Prompt A | According to the passage on Bacon's pope paintings, whom did Bacon say he sought to "triumph over"?
Prompt B | Go on with the passage about Bacon's pope paintings, starting after its last sentence.

Text provided |
——————

When asked why he was compelled to revisit Velázquez's Portrait again and again, Bacon replied that he had nothing against popes but merely sought "an excuse to use these colours, and you can't give ordinary clothes that purple colour without getting into a sort of false fauve manner". At the time Bacon was coming to terms with the death of a cold, disciplinarian father, his early, illicit sexual encounters, and a very destructive sadomasochistic approach to sex.

Almost all the popes are depicted within cage-like structures, screaming or about to scream. Bacon identified as a Nietzschean and atheist, and some contemporary critics saw the series as symbolic execution scenes as if Bacon sought to enact Friedrich Nietzsche's declaration that "God is dead" by killing his representative on Earth. Other critics see the series as symbolising the killing of a father figure. However, Bacon baulked at such literal translations and said that it was Velázquez himself he sought to "triumph over". He said that in the same way that Velázquez cooled Titian, he sought to "cool" Velázquez.

——————

Records provided |
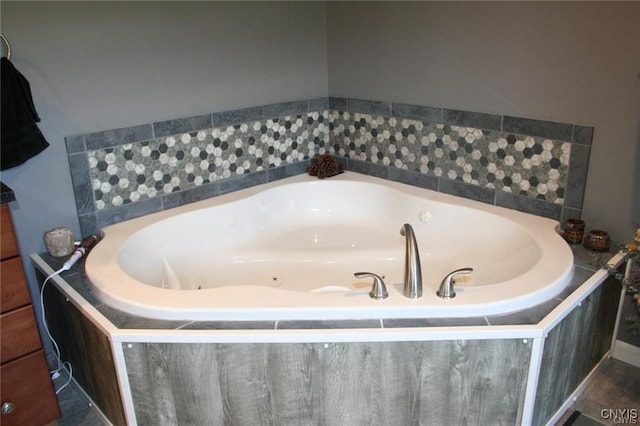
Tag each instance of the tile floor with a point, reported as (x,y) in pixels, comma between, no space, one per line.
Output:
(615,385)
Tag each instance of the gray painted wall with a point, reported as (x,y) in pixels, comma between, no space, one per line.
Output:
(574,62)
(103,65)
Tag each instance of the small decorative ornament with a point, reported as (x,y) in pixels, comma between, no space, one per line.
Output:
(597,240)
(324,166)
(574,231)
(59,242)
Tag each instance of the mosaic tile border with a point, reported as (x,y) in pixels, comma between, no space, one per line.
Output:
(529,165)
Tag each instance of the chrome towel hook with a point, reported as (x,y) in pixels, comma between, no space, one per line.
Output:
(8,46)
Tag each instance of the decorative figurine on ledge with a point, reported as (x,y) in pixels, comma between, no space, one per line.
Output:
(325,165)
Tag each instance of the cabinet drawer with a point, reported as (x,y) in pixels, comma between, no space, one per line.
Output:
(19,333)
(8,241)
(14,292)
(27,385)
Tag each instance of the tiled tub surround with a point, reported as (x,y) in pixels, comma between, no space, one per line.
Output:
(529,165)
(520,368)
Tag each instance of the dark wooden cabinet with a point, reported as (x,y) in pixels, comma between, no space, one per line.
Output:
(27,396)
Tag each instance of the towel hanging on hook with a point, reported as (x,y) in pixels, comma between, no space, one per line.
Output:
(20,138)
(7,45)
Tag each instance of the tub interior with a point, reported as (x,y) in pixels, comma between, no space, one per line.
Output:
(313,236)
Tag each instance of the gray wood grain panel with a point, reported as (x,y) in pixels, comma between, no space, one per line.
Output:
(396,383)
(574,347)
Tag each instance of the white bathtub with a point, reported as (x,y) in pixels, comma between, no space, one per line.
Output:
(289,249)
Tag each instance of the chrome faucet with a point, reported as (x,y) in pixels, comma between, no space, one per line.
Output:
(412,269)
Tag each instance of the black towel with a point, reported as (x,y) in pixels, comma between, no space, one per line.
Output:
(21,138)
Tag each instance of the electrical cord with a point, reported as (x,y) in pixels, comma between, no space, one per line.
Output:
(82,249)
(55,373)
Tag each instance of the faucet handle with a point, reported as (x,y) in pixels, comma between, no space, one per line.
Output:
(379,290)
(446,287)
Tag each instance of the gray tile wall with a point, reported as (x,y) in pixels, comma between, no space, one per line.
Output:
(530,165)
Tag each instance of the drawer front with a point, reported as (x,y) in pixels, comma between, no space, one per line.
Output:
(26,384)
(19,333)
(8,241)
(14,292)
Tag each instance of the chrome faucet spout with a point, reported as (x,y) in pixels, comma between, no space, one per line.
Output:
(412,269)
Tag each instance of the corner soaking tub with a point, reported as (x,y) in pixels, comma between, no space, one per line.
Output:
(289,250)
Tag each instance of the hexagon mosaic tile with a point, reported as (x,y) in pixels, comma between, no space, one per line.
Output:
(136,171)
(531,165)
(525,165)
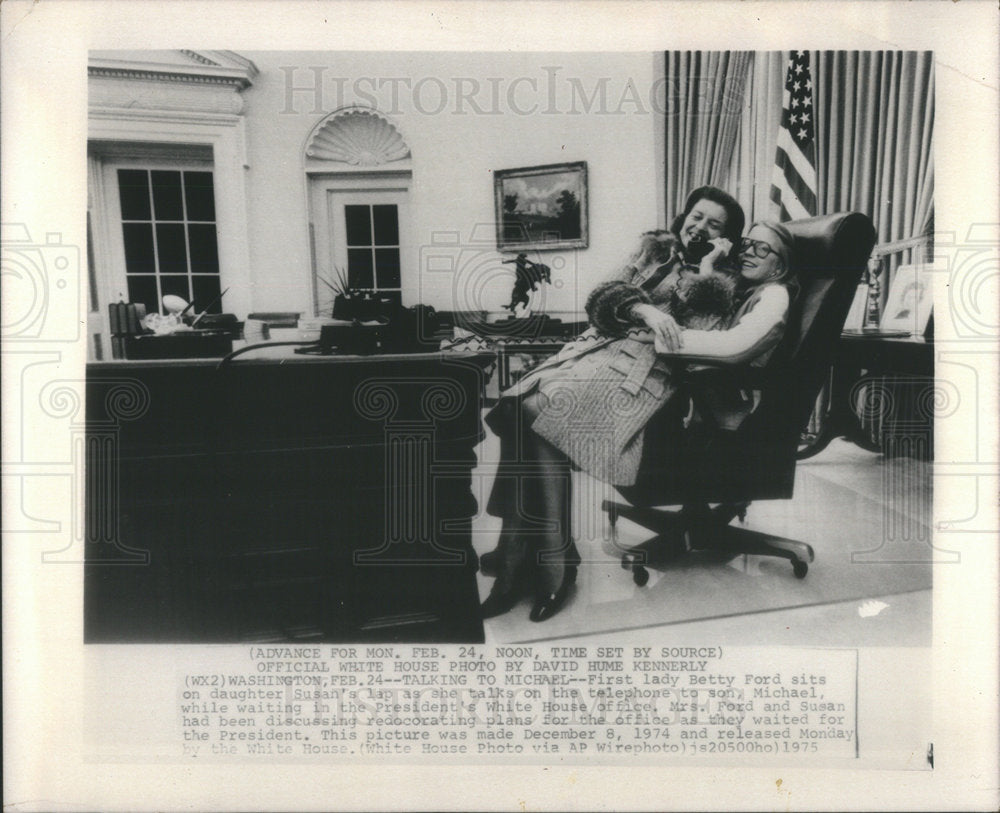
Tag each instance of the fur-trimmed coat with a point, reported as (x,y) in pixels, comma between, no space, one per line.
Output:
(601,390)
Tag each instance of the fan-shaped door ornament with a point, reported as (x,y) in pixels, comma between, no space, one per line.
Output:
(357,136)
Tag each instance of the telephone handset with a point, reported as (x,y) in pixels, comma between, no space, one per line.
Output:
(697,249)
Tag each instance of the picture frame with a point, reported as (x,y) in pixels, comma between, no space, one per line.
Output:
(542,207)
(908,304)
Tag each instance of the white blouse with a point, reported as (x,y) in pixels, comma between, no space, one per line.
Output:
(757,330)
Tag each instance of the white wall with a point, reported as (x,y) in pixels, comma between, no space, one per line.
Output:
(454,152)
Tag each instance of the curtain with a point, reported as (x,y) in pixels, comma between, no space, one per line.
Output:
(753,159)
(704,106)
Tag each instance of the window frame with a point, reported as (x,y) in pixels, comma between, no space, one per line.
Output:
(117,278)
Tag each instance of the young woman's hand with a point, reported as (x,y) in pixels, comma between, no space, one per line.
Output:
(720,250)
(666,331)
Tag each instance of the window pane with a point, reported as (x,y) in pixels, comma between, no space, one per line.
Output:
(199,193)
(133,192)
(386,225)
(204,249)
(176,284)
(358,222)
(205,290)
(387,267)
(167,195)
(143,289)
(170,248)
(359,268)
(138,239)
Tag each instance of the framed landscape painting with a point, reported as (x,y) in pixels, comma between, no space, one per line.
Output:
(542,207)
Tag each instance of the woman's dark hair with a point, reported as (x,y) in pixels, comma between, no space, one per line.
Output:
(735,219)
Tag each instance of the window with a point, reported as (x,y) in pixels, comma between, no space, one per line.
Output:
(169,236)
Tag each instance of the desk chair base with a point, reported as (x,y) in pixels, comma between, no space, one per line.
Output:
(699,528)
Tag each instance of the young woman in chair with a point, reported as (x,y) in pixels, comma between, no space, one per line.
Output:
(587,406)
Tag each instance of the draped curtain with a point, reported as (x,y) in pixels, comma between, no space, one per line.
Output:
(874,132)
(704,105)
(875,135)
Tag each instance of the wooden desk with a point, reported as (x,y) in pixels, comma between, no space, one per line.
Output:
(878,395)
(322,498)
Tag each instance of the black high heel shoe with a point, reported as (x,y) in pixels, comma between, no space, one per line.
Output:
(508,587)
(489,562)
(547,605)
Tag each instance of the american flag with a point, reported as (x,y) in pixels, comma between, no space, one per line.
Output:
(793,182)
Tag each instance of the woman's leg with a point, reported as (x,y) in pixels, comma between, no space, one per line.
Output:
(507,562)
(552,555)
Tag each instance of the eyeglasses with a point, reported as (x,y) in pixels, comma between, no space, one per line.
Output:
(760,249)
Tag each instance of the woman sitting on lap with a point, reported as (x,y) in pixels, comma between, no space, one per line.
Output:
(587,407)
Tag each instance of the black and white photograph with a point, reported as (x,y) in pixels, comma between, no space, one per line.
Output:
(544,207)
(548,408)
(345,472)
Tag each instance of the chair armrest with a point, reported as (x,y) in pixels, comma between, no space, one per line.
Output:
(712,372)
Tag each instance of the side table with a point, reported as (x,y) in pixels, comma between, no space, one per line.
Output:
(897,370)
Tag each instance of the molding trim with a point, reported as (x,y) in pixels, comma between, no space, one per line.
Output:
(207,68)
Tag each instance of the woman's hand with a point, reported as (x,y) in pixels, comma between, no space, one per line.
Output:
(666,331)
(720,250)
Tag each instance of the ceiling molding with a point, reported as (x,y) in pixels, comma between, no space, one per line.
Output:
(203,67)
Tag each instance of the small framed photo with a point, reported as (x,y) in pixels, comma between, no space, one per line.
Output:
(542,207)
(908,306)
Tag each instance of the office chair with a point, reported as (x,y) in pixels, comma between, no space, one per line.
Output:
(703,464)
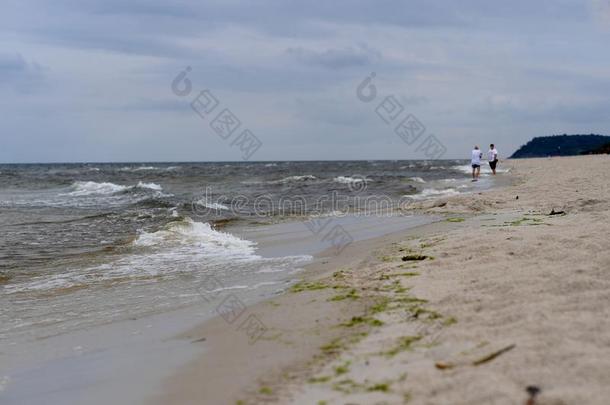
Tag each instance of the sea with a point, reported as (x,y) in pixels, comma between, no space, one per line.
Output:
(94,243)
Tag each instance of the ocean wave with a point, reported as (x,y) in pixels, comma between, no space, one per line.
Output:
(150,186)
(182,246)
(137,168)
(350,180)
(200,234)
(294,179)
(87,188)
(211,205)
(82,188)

——————

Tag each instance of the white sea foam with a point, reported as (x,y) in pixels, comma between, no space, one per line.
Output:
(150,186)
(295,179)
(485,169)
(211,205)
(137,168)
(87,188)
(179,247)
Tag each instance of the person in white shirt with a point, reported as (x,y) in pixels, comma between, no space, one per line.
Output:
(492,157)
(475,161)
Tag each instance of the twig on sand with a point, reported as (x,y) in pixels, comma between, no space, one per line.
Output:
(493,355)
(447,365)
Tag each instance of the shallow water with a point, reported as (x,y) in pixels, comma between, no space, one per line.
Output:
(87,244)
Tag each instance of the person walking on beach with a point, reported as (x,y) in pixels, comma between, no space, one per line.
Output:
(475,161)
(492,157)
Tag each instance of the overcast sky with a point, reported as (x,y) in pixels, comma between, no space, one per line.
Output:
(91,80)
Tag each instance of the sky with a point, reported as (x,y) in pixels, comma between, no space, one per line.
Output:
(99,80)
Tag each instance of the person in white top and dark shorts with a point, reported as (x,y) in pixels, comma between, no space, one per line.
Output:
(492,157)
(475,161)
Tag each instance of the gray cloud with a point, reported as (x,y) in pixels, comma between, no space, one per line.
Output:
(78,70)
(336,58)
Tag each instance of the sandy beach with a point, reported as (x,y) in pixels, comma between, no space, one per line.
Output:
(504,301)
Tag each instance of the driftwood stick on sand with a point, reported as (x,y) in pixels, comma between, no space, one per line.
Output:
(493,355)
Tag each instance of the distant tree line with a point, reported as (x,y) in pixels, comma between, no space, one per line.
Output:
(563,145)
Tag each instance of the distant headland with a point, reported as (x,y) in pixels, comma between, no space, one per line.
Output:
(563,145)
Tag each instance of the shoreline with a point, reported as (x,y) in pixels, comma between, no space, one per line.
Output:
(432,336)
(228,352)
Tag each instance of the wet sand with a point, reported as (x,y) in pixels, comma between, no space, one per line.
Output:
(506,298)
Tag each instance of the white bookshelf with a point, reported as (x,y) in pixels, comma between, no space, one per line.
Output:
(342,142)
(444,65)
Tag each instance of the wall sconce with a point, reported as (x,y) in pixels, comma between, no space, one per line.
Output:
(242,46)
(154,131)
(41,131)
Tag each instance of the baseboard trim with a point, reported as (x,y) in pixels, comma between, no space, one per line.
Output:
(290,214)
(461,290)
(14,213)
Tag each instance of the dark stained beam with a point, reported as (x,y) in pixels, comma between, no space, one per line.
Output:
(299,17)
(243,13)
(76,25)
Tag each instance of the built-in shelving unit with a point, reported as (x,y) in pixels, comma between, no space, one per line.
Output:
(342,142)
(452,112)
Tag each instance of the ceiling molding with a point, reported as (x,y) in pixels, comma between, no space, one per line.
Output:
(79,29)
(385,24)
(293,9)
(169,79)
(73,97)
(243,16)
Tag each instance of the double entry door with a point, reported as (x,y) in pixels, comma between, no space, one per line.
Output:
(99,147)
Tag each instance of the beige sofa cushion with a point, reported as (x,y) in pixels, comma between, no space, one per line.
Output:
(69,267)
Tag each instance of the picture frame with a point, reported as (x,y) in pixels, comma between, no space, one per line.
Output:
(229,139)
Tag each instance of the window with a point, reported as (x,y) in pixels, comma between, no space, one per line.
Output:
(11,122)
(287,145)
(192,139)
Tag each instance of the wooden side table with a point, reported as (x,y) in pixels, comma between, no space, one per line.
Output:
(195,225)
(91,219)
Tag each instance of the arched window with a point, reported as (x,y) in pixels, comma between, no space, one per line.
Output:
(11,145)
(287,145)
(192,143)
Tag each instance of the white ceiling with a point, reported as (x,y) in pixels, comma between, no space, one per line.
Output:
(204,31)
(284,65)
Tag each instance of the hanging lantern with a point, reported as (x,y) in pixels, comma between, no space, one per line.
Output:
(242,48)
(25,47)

——————

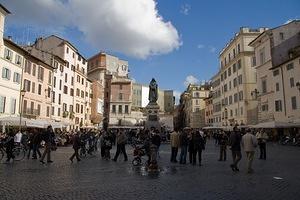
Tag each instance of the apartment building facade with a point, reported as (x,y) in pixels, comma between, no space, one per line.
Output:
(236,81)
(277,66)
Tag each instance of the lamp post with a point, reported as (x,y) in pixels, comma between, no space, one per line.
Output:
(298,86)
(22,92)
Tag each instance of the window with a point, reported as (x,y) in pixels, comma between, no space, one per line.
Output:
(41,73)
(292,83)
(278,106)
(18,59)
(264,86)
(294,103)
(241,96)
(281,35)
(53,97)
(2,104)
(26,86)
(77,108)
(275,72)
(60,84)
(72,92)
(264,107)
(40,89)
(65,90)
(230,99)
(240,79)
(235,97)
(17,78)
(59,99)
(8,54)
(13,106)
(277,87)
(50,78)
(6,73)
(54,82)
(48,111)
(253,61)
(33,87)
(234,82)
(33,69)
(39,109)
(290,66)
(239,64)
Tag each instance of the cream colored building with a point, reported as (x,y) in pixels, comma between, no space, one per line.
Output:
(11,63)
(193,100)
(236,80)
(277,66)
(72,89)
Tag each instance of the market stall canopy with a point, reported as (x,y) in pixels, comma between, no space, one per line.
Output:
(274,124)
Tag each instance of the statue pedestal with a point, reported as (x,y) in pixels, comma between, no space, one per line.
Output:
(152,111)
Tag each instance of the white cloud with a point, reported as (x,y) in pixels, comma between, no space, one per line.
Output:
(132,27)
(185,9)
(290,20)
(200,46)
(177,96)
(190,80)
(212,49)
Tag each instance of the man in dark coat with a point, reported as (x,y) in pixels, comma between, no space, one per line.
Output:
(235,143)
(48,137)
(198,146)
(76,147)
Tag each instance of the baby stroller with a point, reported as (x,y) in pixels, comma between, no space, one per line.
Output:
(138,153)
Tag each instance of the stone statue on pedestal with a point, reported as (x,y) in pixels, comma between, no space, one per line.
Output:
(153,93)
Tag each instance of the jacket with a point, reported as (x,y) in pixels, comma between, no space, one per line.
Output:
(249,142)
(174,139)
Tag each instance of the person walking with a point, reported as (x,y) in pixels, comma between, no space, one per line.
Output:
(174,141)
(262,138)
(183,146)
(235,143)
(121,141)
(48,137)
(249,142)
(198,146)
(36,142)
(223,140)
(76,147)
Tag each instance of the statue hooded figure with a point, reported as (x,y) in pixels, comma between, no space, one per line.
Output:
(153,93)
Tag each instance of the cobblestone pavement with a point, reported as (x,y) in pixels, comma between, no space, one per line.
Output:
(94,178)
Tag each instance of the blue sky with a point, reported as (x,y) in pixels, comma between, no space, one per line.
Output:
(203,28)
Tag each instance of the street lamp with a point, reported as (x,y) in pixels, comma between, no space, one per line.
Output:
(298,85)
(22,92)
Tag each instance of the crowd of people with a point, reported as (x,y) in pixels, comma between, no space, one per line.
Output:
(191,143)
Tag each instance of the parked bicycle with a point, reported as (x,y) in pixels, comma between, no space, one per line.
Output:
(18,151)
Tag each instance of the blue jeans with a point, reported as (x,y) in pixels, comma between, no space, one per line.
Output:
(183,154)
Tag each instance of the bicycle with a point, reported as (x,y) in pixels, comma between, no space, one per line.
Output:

——————

Result A | Velázquez himself.

Result B |
==Provenance==
The painting was given to Carter Burden as a wedding present by his uncle, William A. M. Burden, and it hung in the entrance hall of Carter and Amanda Burden's Dakota apartment directly opposite the front door. The painting was included in the 1974 exhibition Selected Works from the Collection of Carter Burden at Marlborough Gallery in New York.

It was purchased by the Des Moines Art Center in 1980 with funds from the Coffin Fine Arts Trust and is currently displayed there.